Records from a data source

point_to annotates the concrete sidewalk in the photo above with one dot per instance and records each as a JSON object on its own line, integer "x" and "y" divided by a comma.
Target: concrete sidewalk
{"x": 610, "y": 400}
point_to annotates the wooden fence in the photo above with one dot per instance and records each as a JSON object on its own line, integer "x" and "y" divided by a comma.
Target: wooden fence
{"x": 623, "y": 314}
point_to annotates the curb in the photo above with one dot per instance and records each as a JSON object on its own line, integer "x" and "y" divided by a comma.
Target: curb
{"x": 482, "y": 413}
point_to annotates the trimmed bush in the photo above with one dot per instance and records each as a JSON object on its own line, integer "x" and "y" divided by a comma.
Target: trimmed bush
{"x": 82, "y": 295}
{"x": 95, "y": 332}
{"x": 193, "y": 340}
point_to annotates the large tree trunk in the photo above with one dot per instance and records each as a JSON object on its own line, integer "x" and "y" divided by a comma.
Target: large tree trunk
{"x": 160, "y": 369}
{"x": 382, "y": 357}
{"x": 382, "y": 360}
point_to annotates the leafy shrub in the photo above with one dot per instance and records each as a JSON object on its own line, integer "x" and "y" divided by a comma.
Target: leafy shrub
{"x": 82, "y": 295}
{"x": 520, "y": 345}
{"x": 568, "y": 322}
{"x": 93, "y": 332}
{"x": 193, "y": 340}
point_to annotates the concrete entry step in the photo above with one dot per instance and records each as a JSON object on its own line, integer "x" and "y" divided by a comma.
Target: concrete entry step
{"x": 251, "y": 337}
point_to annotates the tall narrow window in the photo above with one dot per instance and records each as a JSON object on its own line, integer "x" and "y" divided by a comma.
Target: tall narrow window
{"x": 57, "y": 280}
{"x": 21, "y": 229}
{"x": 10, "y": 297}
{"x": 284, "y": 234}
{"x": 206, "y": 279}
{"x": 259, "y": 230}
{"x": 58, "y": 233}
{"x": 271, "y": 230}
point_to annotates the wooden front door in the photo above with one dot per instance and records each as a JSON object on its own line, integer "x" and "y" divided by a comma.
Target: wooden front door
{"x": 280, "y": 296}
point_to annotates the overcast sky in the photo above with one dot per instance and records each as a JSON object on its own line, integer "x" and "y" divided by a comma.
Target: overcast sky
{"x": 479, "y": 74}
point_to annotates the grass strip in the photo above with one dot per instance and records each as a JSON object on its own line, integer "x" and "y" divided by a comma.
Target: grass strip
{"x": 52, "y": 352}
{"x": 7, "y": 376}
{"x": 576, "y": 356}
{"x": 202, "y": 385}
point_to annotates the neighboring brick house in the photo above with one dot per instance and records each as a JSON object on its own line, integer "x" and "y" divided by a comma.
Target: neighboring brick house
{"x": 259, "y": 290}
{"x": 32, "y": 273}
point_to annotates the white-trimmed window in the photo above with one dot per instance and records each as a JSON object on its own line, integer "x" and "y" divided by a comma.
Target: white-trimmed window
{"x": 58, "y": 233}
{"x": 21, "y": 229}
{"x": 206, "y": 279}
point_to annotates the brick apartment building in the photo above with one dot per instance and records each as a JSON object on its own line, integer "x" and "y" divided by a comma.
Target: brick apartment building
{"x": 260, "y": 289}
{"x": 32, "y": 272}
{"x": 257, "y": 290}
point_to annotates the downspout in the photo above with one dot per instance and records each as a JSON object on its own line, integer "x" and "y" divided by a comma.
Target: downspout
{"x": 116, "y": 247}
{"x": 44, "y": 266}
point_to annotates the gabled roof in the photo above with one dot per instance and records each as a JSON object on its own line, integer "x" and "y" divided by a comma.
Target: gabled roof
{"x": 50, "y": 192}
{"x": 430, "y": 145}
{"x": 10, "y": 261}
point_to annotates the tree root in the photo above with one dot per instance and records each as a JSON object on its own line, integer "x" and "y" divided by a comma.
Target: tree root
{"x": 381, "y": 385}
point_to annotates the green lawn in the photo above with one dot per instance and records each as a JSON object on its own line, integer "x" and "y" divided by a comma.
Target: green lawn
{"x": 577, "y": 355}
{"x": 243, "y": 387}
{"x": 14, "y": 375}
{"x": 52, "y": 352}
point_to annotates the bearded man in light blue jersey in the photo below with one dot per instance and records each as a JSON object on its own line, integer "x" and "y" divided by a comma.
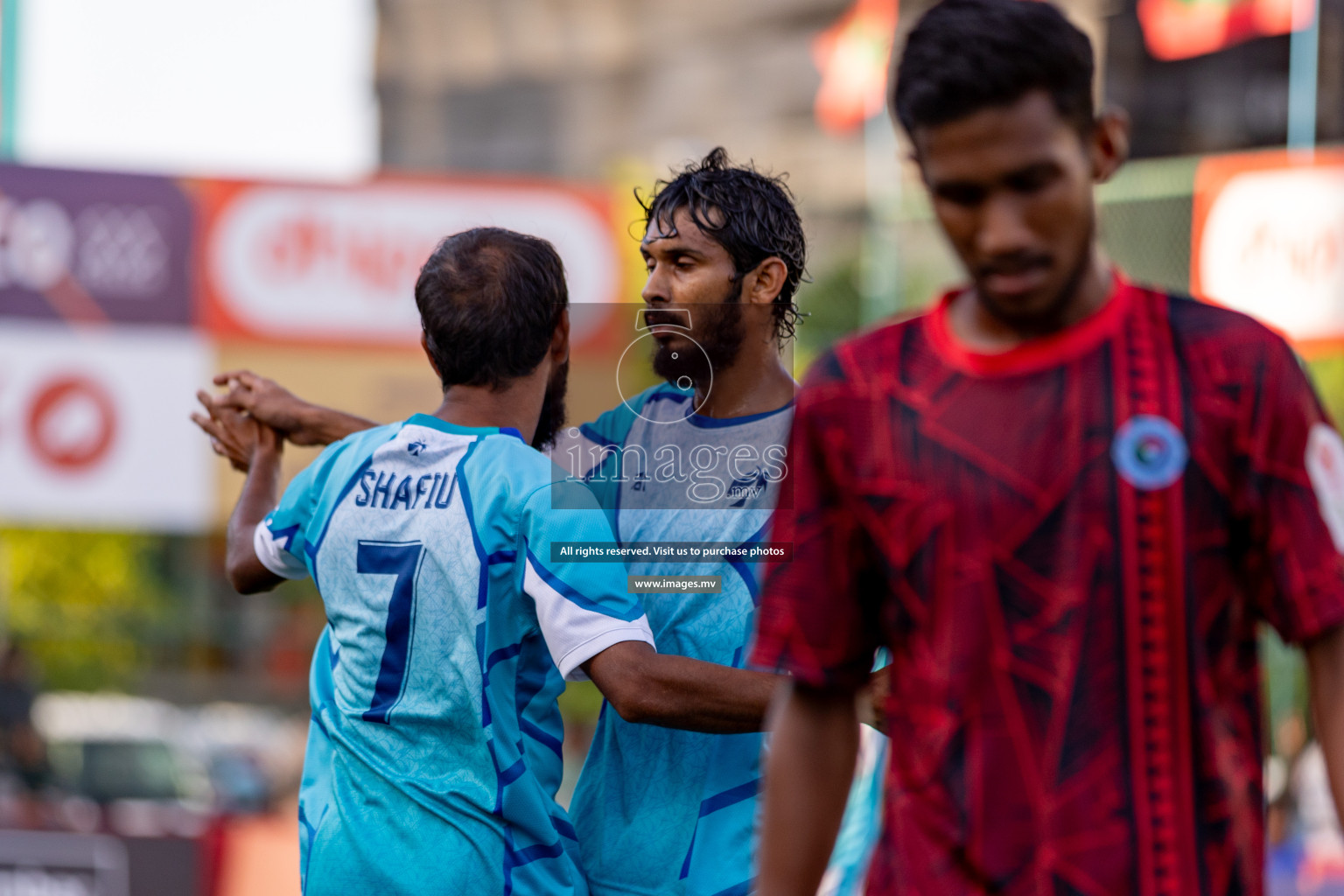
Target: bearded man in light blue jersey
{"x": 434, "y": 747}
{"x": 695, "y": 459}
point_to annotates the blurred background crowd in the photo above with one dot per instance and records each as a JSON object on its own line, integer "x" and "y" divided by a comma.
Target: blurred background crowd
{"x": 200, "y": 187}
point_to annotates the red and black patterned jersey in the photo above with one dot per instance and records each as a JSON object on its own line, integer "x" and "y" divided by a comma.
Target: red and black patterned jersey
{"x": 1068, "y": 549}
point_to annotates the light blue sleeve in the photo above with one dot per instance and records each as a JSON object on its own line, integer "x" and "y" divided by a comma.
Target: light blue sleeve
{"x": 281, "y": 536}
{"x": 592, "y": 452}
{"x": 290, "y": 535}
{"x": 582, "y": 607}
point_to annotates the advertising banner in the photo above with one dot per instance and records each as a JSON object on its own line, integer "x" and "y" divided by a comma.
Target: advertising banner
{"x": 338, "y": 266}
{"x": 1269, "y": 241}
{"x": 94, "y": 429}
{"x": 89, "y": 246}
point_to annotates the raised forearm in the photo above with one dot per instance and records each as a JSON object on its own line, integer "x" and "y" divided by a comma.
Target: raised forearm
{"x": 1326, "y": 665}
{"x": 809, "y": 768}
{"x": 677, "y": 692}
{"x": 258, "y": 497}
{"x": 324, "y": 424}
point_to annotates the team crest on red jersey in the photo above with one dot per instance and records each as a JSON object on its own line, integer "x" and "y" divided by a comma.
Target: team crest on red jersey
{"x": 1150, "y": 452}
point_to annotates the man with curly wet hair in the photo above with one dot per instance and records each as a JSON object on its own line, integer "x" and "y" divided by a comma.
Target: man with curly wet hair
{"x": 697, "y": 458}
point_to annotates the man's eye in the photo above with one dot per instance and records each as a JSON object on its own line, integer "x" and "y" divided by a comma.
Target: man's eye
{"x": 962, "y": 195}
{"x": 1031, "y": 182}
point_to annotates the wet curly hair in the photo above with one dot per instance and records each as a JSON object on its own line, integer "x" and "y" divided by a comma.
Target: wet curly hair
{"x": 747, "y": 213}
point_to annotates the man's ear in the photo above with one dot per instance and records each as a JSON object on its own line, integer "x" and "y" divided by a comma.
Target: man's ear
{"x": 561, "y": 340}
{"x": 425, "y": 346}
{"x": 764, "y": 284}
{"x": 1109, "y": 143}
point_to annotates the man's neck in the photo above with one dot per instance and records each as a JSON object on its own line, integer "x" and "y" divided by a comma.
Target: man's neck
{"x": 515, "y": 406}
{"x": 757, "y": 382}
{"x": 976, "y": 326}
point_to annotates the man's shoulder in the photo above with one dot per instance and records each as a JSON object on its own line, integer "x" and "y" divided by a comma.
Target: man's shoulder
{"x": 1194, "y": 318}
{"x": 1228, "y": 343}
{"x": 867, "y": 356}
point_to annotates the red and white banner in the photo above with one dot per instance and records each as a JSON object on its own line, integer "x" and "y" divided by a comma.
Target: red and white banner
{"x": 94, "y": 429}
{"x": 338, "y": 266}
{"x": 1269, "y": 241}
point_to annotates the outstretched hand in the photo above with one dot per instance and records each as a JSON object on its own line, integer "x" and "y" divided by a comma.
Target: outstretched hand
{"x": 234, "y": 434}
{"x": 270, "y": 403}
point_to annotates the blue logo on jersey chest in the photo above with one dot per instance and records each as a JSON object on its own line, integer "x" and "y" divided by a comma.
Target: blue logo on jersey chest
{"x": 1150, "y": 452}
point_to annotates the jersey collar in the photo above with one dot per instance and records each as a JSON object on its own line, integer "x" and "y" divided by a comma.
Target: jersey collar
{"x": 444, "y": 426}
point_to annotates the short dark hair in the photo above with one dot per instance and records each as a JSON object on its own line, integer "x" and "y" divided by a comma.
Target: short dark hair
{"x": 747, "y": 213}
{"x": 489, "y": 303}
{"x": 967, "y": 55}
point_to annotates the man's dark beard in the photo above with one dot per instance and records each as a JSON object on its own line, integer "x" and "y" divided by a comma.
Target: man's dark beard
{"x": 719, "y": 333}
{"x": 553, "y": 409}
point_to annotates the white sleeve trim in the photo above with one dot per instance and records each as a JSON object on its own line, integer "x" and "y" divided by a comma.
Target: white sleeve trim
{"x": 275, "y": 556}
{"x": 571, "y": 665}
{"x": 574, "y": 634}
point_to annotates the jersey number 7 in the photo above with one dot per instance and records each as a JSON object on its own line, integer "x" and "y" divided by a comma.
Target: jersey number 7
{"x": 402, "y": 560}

=== WHAT YOU SHOULD DO ===
Rewrite everything from the line containing "point_to annotates the blue" down to the end of the items, both ends included, keeping every line. In the rewritten lines, multiply each x and y coordinate by 0.9 and round to whole numbers, with halves rounding up.

=== SOLUTION ===
point_to annotates the blue logo on jersey chest in the photo above with one dot per instance and records each as a JSON object on its own line, integer "x" and "y" divided by a comma.
Target: blue logo on jersey chest
{"x": 1035, "y": 407}
point_to annotates the jersey collar in the photo above with one dot per instance and records each as a JSON object on its own line, integer "x" and "y" divided by a comma.
Target: jersey collar
{"x": 400, "y": 383}
point_to annotates the short dark hair in the photo above with one dot per instance and records each as a JSON object on its own line, integer "x" and "y" divided by a comma.
Target: short dark hair
{"x": 672, "y": 192}
{"x": 440, "y": 273}
{"x": 870, "y": 50}
point_to annotates the man's dark beard in the photo above with one dot per instance and records each as a JSON object on its own line, integer "x" and "y" divided by a comma.
Target: man's dark beard
{"x": 647, "y": 300}
{"x": 498, "y": 368}
point_to annotates the white sleeve trim in the photo above with one dot per instance and records each as a JSON object on its own line, integer "x" and "y" divided by a comma.
Target: white sleeve trim
{"x": 248, "y": 500}
{"x": 514, "y": 599}
{"x": 517, "y": 571}
point_to annotates the jersey number 7 in the photo above with one dot per instance and records each as a JSON object on its own line, integer "x" and "y" divided by a comma.
Target: jersey number 7
{"x": 362, "y": 504}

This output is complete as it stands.